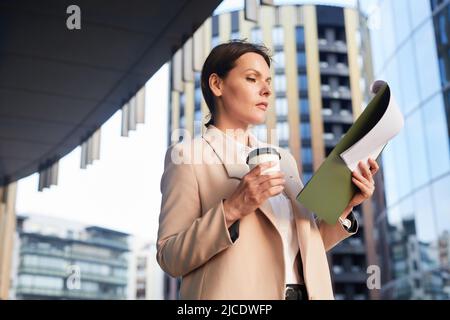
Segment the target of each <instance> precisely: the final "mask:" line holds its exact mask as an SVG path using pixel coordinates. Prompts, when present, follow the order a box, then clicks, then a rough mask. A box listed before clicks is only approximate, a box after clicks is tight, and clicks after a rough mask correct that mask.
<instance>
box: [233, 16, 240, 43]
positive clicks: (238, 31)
mask: <svg viewBox="0 0 450 320" xmlns="http://www.w3.org/2000/svg"><path fill="white" fill-rule="evenodd" d="M231 32H232V35H233V34H234V33H235V32H237V34H238V37H239V11H233V12H232V13H231ZM232 39H237V37H236V38H235V37H232Z"/></svg>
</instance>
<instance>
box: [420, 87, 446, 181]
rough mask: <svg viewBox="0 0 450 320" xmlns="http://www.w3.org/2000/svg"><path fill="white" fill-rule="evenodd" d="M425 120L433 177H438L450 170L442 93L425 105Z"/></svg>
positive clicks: (425, 133)
mask: <svg viewBox="0 0 450 320" xmlns="http://www.w3.org/2000/svg"><path fill="white" fill-rule="evenodd" d="M423 120H424V124H425V125H424V129H425V141H426V147H427V149H426V151H427V154H428V159H429V162H430V166H429V167H430V171H431V178H437V177H438V176H440V175H442V174H444V173H446V172H448V171H449V170H450V159H449V154H450V151H449V139H448V134H447V124H446V116H445V110H444V101H443V97H442V95H441V94H438V95H436V96H434V98H433V99H431V100H430V101H429V102H428V103H427V104H426V105H425V106H423Z"/></svg>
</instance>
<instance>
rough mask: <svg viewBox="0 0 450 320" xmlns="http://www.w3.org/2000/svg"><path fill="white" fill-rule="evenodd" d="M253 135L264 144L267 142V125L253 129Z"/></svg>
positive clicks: (253, 128)
mask: <svg viewBox="0 0 450 320" xmlns="http://www.w3.org/2000/svg"><path fill="white" fill-rule="evenodd" d="M253 134H254V135H255V136H256V138H257V139H258V140H260V141H262V142H266V141H267V126H266V125H265V124H259V125H256V126H254V127H253Z"/></svg>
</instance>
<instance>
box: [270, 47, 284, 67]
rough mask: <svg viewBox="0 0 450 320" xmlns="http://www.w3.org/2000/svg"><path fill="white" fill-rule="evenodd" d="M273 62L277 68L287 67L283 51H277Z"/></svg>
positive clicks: (283, 52)
mask: <svg viewBox="0 0 450 320" xmlns="http://www.w3.org/2000/svg"><path fill="white" fill-rule="evenodd" d="M273 62H274V65H275V67H276V68H283V69H284V67H285V59H284V52H283V51H276V52H275V54H274V55H273Z"/></svg>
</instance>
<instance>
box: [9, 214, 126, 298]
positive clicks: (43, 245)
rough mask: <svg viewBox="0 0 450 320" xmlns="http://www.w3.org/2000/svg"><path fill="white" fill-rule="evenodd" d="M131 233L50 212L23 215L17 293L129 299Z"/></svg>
mask: <svg viewBox="0 0 450 320" xmlns="http://www.w3.org/2000/svg"><path fill="white" fill-rule="evenodd" d="M128 238H129V235H128V234H126V233H122V232H118V231H114V230H110V229H105V228H101V227H97V226H85V225H81V224H78V223H75V222H73V221H65V220H60V219H55V218H49V217H44V216H37V215H30V216H18V218H17V241H16V242H15V258H14V259H13V260H14V263H13V266H14V267H13V269H14V271H13V281H12V283H13V290H12V292H11V298H13V299H14V298H15V299H125V298H126V297H127V296H126V288H127V284H128V274H127V273H128V257H127V255H128V251H129V245H128Z"/></svg>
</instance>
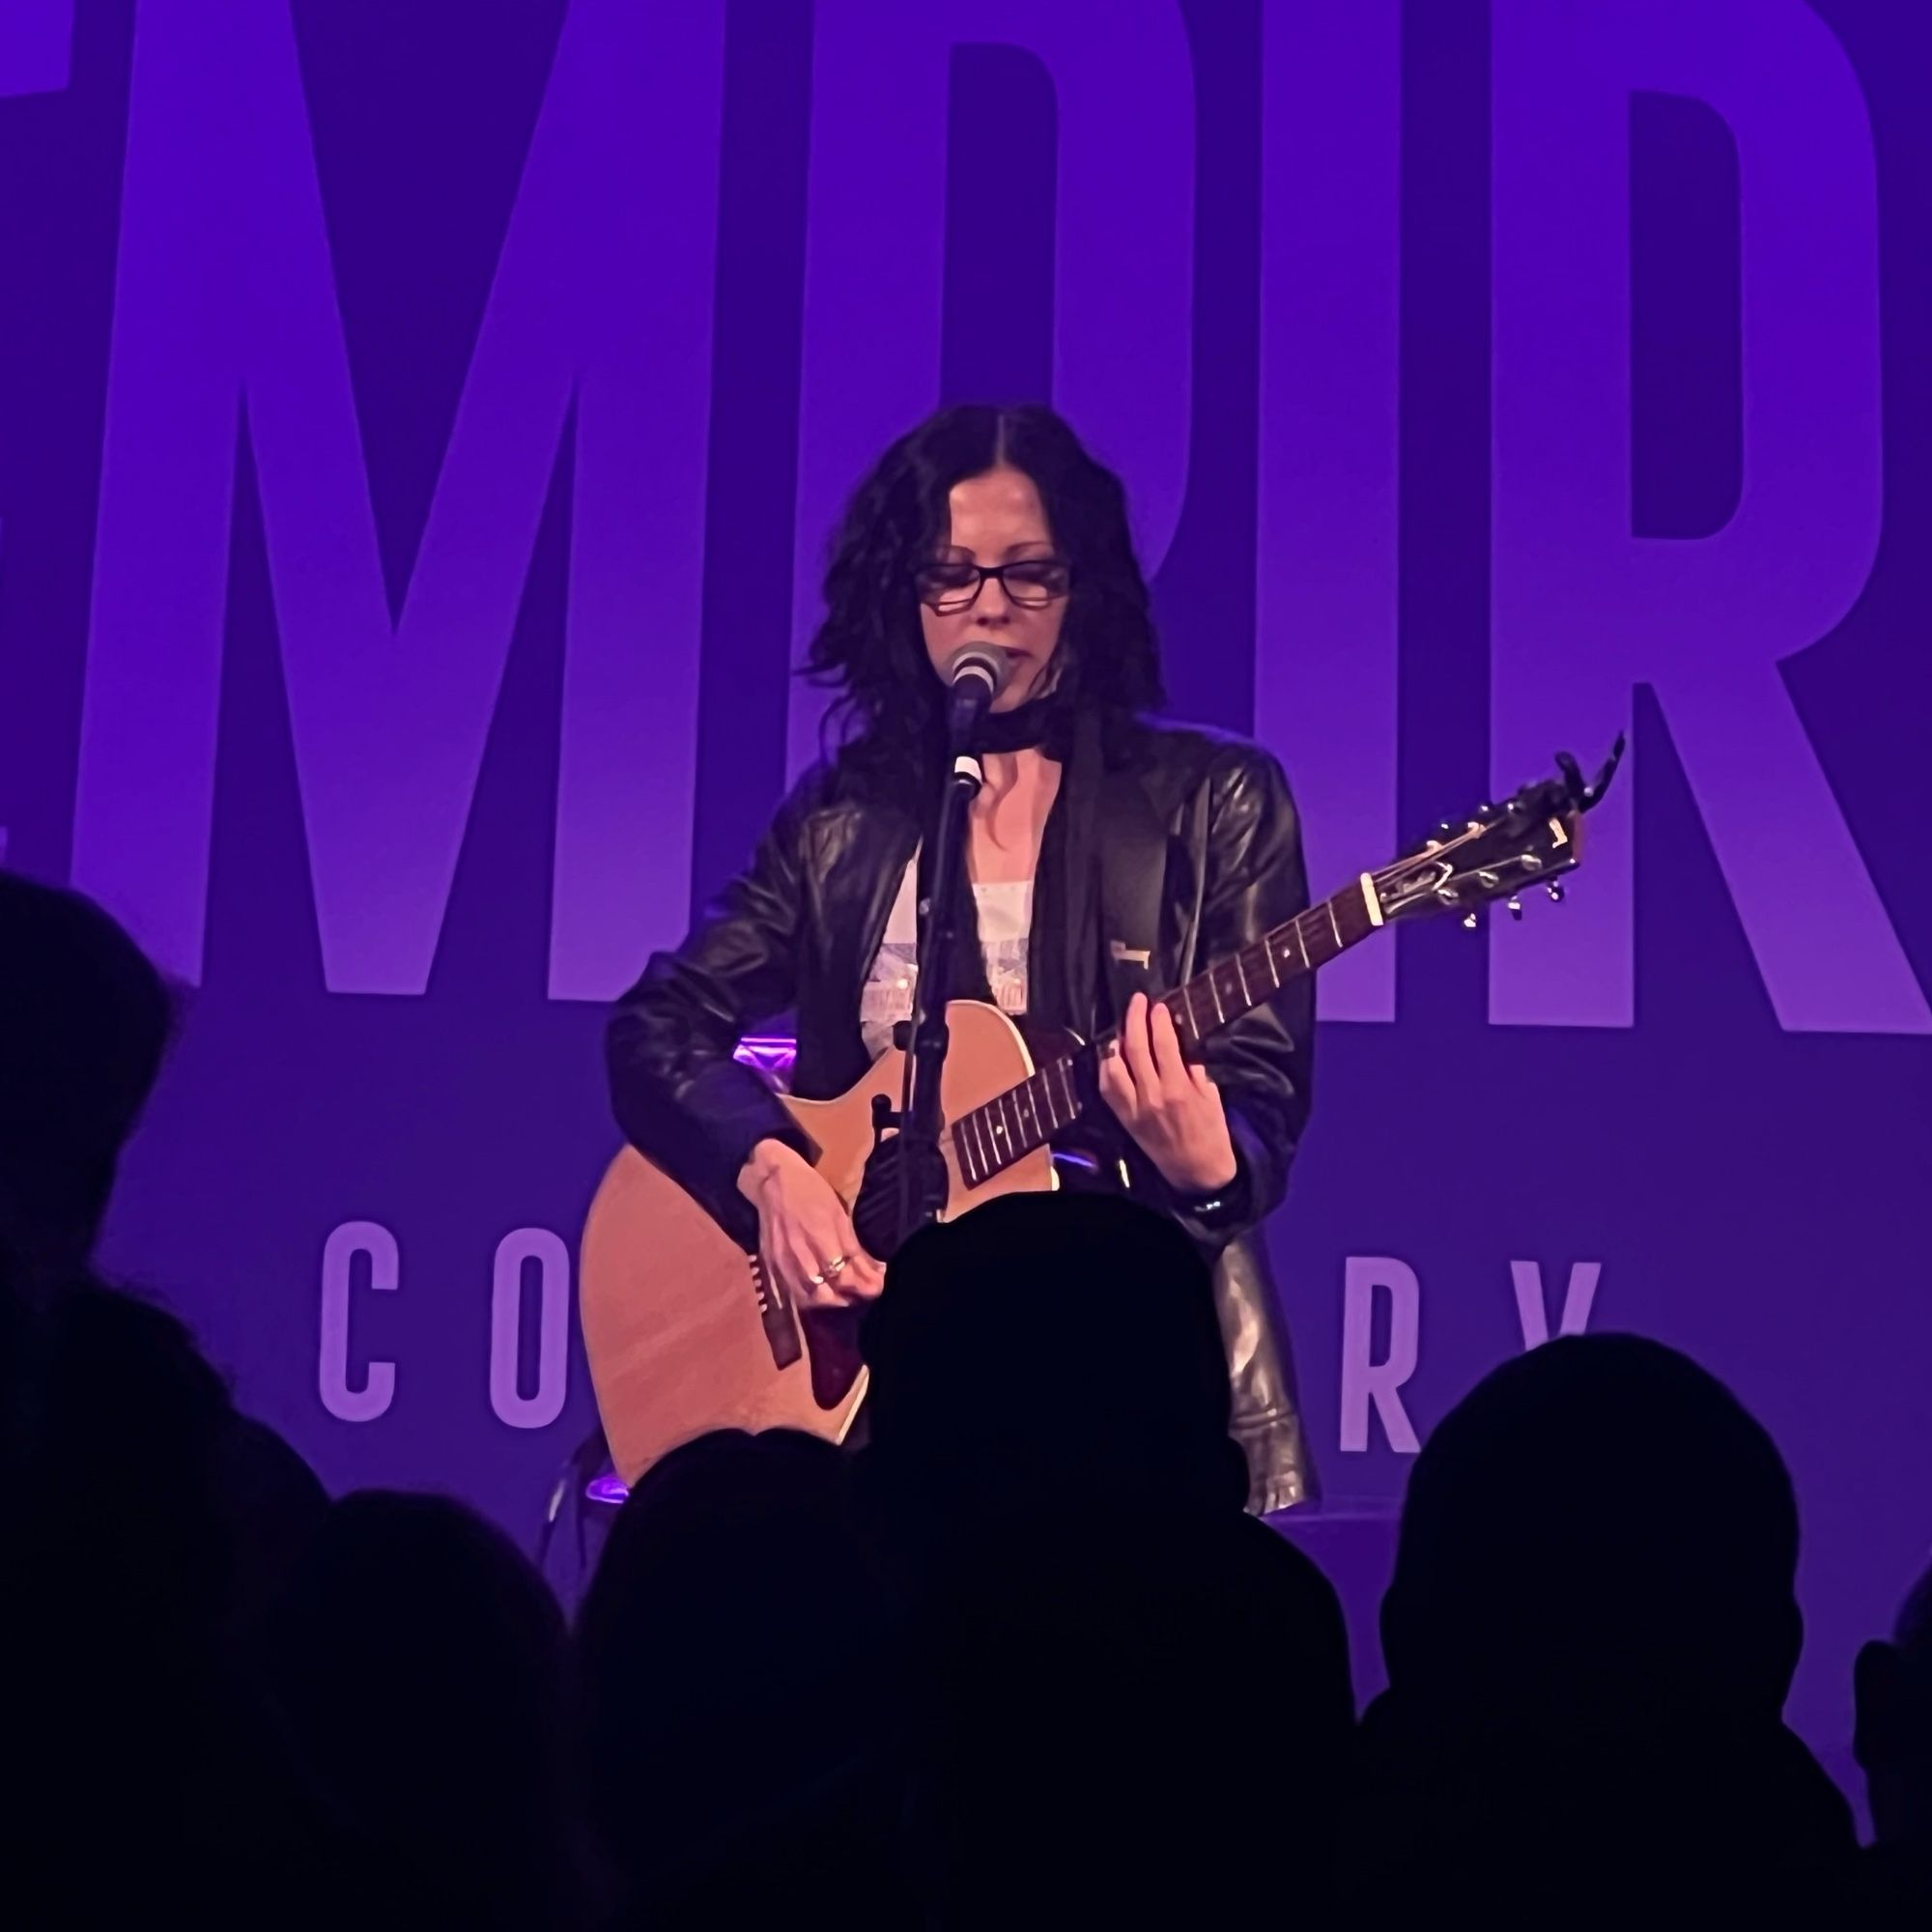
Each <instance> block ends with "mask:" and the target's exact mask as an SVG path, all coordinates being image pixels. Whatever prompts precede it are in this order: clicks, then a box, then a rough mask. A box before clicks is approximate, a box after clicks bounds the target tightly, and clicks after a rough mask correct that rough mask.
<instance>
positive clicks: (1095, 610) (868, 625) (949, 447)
mask: <svg viewBox="0 0 1932 1932" xmlns="http://www.w3.org/2000/svg"><path fill="white" fill-rule="evenodd" d="M1001 466H1007V468H1012V469H1020V471H1024V473H1026V475H1028V477H1032V479H1034V487H1036V489H1037V491H1039V500H1041V504H1043V506H1045V512H1047V522H1049V526H1051V529H1053V541H1055V549H1057V551H1059V553H1061V556H1065V558H1066V562H1068V564H1070V566H1072V593H1070V597H1068V605H1066V618H1065V624H1063V628H1061V641H1059V651H1057V665H1059V682H1057V686H1055V690H1057V696H1059V697H1063V699H1066V701H1070V703H1078V705H1080V707H1082V709H1084V711H1097V713H1099V715H1101V719H1103V721H1117V719H1124V717H1130V715H1134V713H1136V711H1155V709H1159V707H1161V705H1163V703H1165V694H1163V690H1161V659H1159V647H1157V643H1155V638H1153V618H1151V614H1150V611H1148V585H1146V582H1144V578H1142V574H1140V564H1138V560H1136V558H1134V541H1132V537H1130V533H1128V527H1126V493H1124V491H1122V489H1121V479H1119V477H1117V475H1115V473H1113V471H1111V469H1107V468H1105V466H1103V464H1099V462H1095V460H1094V458H1092V456H1090V454H1088V452H1086V448H1082V444H1080V439H1078V437H1076V435H1074V433H1072V429H1068V425H1066V421H1065V419H1063V417H1061V415H1057V413H1055V412H1053V410H1049V408H1047V406H1045V404H1037V402H1036V404H1022V406H1016V408H995V406H993V404H954V406H952V408H947V410H939V412H937V413H933V415H929V417H927V419H925V421H923V423H920V427H918V429H912V431H908V433H906V435H904V437H900V439H898V440H896V442H895V444H893V446H891V448H889V450H887V452H885V456H881V458H879V462H877V466H875V468H873V471H871V475H869V477H866V481H864V483H862V485H860V487H858V491H856V495H854V497H852V502H850V506H848V508H846V516H844V524H842V526H840V529H838V533H837V537H835V539H833V554H831V564H829V568H827V572H825V622H823V624H821V626H819V630H817V636H815V638H813V639H811V647H810V649H808V651H806V665H804V674H806V676H808V678H811V680H813V682H815V684H823V686H829V688H833V690H837V692H838V701H837V703H835V705H833V713H831V719H829V726H831V728H835V730H837V732H838V736H840V740H842V750H844V755H846V757H848V759H852V761H854V763H856V765H860V767H871V769H875V771H881V773H891V775H900V777H914V773H916V771H918V769H922V767H927V765H929V763H931V759H933V757H935V755H937V752H939V746H941V742H943V703H941V686H939V680H937V678H935V676H933V667H931V661H929V659H927V655H925V639H923V636H922V632H920V607H918V599H916V595H914V589H912V574H914V570H916V568H918V566H920V564H922V562H923V560H925V558H929V556H931V553H933V547H935V545H937V543H939V541H941V535H943V531H945V527H947V497H949V493H951V489H952V485H954V483H960V481H964V479H966V477H976V475H983V473H985V471H987V469H997V468H1001Z"/></svg>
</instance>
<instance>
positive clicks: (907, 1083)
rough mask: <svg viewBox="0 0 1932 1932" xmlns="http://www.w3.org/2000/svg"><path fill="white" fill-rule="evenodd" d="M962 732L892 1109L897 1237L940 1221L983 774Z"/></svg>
mask: <svg viewBox="0 0 1932 1932" xmlns="http://www.w3.org/2000/svg"><path fill="white" fill-rule="evenodd" d="M962 736H964V734H962V732H958V730H954V755H952V769H951V771H949V773H947V782H945V792H943V794H941V798H939V825H937V833H935V837H933V867H931V879H929V885H931V900H929V910H927V918H925V945H923V947H922V949H920V951H922V956H920V970H918V976H916V980H914V995H912V1039H910V1045H908V1051H906V1086H904V1094H902V1099H900V1113H898V1148H896V1150H895V1151H896V1159H898V1236H900V1240H904V1238H906V1236H908V1235H912V1233H914V1231H916V1229H922V1227H925V1225H927V1223H931V1221H937V1219H939V1209H941V1208H945V1204H947V1163H945V1155H943V1153H941V1151H939V1130H941V1124H943V1122H941V1115H939V1074H941V1068H943V1066H945V1061H947V1045H949V1043H951V1034H949V1030H947V1001H949V999H951V997H952V985H951V981H952V952H954V945H956V939H958V914H956V908H958V879H960V854H962V850H964V844H966V811H968V808H970V806H972V802H974V798H978V796H980V786H981V784H985V773H983V771H981V767H980V759H978V757H974V755H972V753H970V752H964V750H960V738H962Z"/></svg>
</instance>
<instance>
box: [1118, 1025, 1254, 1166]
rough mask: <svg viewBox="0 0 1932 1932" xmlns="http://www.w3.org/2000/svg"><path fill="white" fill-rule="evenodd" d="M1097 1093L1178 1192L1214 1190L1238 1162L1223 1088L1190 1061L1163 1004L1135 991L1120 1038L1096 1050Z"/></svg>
mask: <svg viewBox="0 0 1932 1932" xmlns="http://www.w3.org/2000/svg"><path fill="white" fill-rule="evenodd" d="M1099 1092H1101V1099H1105V1101H1107V1105H1109V1107H1111V1109H1113V1111H1115V1119H1119V1122H1121V1126H1124V1128H1126V1130H1128V1134H1132V1136H1134V1140H1136V1144H1138V1146H1140V1151H1142V1153H1146V1155H1148V1159H1150V1161H1153V1165H1155V1167H1157V1169H1159V1175H1161V1179H1163V1180H1165V1182H1167V1184H1169V1186H1171V1188H1173V1190H1175V1192H1177V1194H1215V1192H1217V1190H1221V1188H1225V1186H1231V1184H1233V1180H1235V1175H1236V1173H1238V1167H1240V1163H1238V1161H1236V1159H1235V1136H1233V1134H1231V1132H1229V1126H1227V1111H1225V1109H1223V1105H1221V1090H1219V1088H1217V1086H1215V1084H1213V1080H1211V1078H1209V1074H1208V1068H1206V1066H1190V1065H1188V1063H1186V1059H1184V1057H1182V1053H1180V1036H1179V1034H1177V1032H1175V1018H1173V1014H1171V1012H1169V1010H1167V1007H1163V1005H1157V1003H1150V999H1148V995H1146V993H1136V995H1134V997H1132V999H1130V1001H1128V1003H1126V1016H1124V1018H1122V1020H1121V1037H1119V1039H1117V1041H1115V1043H1113V1045H1109V1047H1107V1049H1105V1051H1103V1053H1101V1061H1099Z"/></svg>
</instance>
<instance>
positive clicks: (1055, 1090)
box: [952, 873, 1381, 1188]
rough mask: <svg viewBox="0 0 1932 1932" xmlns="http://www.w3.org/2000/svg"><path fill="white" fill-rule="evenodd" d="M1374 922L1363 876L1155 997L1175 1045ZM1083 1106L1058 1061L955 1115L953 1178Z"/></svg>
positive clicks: (1217, 1027) (1231, 1013)
mask: <svg viewBox="0 0 1932 1932" xmlns="http://www.w3.org/2000/svg"><path fill="white" fill-rule="evenodd" d="M1378 925H1381V904H1379V900H1378V898H1376V887H1374V883H1372V881H1370V877H1368V875H1366V873H1364V875H1362V877H1360V879H1356V881H1354V885H1349V887H1343V891H1339V893H1335V895H1333V896H1331V898H1323V900H1321V904H1320V906H1310V908H1308V910H1306V912H1298V914H1296V916H1294V918H1293V920H1287V922H1285V923H1283V925H1277V927H1275V929H1273V931H1269V933H1262V937H1260V939H1256V941H1252V943H1250V945H1246V947H1242V949H1240V951H1238V952H1233V954H1229V956H1227V958H1223V960H1215V962H1213V966H1209V968H1208V970H1206V972H1202V974H1196V976H1194V978H1192V980H1188V981H1186V983H1184V985H1179V987H1175V989H1173V991H1171V993H1163V995H1161V1005H1163V1007H1165V1009H1167V1010H1169V1012H1171V1014H1173V1020H1175V1032H1177V1034H1179V1036H1180V1039H1182V1043H1184V1045H1188V1047H1198V1045H1200V1043H1202V1041H1204V1039H1206V1037H1208V1036H1209V1034H1217V1032H1219V1030H1221V1028H1223V1026H1233V1022H1235V1020H1238V1018H1240V1016H1242V1014H1244V1012H1252V1010H1254V1009H1256V1007H1260V1005H1262V1001H1265V999H1273V997H1275V993H1279V991H1281V989H1283V987H1285V985H1289V983H1291V981H1293V980H1300V978H1302V976H1304V974H1312V972H1314V970H1316V968H1318V966H1325V964H1327V962H1329V960H1331V958H1337V956H1339V954H1343V952H1347V951H1349V947H1352V945H1358V943H1360V941H1362V939H1366V937H1368V935H1370V933H1372V931H1376V927H1378ZM1113 1037H1115V1034H1113V1032H1107V1034H1101V1037H1099V1039H1097V1041H1095V1043H1094V1045H1095V1047H1097V1049H1101V1051H1103V1049H1105V1047H1107V1043H1109V1041H1111V1039H1113ZM1090 1051H1092V1049H1090ZM1082 1105H1084V1099H1082V1082H1080V1078H1078V1066H1076V1057H1074V1055H1065V1057H1063V1059H1057V1061H1049V1063H1047V1065H1045V1066H1041V1068H1039V1070H1037V1072H1036V1074H1032V1076H1030V1078H1026V1080H1022V1082H1020V1084H1018V1086H1012V1088H1007V1092H1005V1094H999V1095H995V1097H993V1099H989V1101H987V1103H985V1105H983V1107H974V1109H972V1111H970V1113H962V1115H960V1117H958V1119H956V1121H954V1122H952V1146H954V1153H956V1159H958V1169H960V1179H962V1180H964V1182H966V1184H968V1186H974V1188H976V1186H981V1184H983V1182H987V1180H991V1179H993V1175H997V1173H999V1171H1001V1169H1005V1167H1010V1165H1012V1163H1014V1161H1018V1159H1020V1157H1022V1155H1028V1153H1032V1151H1034V1150H1036V1148H1043V1146H1045V1144H1047V1140H1049V1138H1051V1136H1053V1134H1057V1132H1059V1130H1061V1128H1063V1126H1070V1124H1072V1121H1076V1119H1078V1117H1080V1111H1082Z"/></svg>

Requirement:
Look over the entries above and say how many lines contain "order"; give only the number.

Response area:
2